_Set exercise 1_
Reproduce the part of the Fantastic Fest review starting with "Wednesday, October 16, 2019" and going on through "looking out for.", word for word.
_Set exercise 2_
Using the Fantastic Fest review, answer yes or no to each statement below, quoting the deciding words of the review: (a) Day is played by Theeradej Wongpuapan. (b) The situation in the pool gets worse over five days. (c) The reviewer praises the film's CGI.

_Reading text_
Wednesday, October 16, 2019 | Review

Another year of Fantastic Fest has come and gone, which means their best-of horror picks should be hitting screens very soon. Reporting for Rue Morgue is Ariel Fisher with her selection reviews of what we should all be looking out for. 

The Pool

What do you get when you trap a diabetic man in an empty Olympic-sized swimming pool with his concussed, pregnant girlfriend, a couch, an old Pizza Hut pizza, and a crocodile? You get The Pool, the latest film from Thai writer/director Ping Lumpraploeng. After wrapping production on his latest assignment, Day (Theeradej Wongpuapan) decides to take a dip in the abandoned Olympic-sized swimming pool that served as the commercial’s set. But there’s a problem – he’s fallen asleep while the pool was draining and can’t get out. Through a series of absurd, almost Rube-Goldbergian events, the situation gets substantially worse over the course of seven days, including the introduction of a rogue crocodile. Questionable CGI aside, The Pool is funnier than it intends to be with a strange pro-life subplot, random endorsement deal, and a real fetish for melodrama. Though viewer beware: the film contains a particularly shocking dog death.

_Supplied material_
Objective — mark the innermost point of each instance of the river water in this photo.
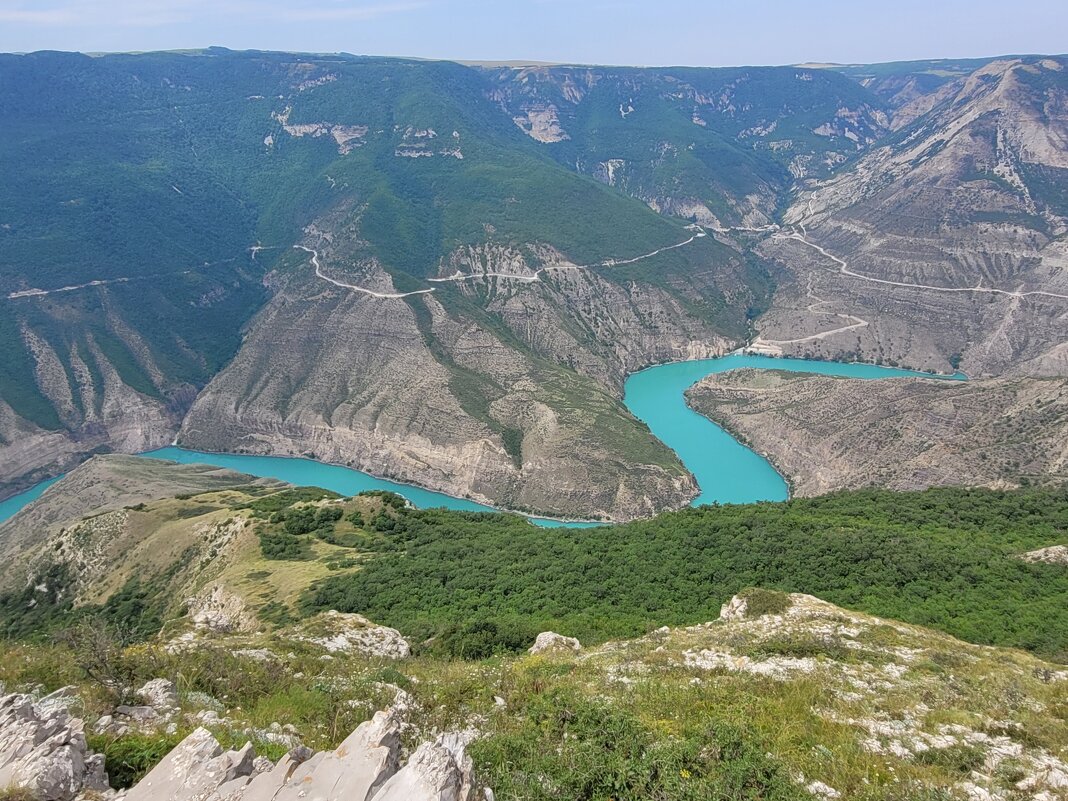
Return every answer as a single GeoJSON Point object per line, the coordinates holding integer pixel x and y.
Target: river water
{"type": "Point", "coordinates": [725, 470]}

_Task answer 1_
Wednesday, October 16, 2019 | Review

Another year of Fantastic Fest has come and gone, which means their best-of horror picks should be hitting screens very soon. Reporting for Rue Morgue is Ariel Fisher with her selection reviews of what we should all be looking out for.

_Task answer 2_
(a) Yes: "Day (Theeradej Wongpuapan)"
(b) No: "the situation gets substantially worse over the course of seven days"
(c) No: "Questionable CGI aside"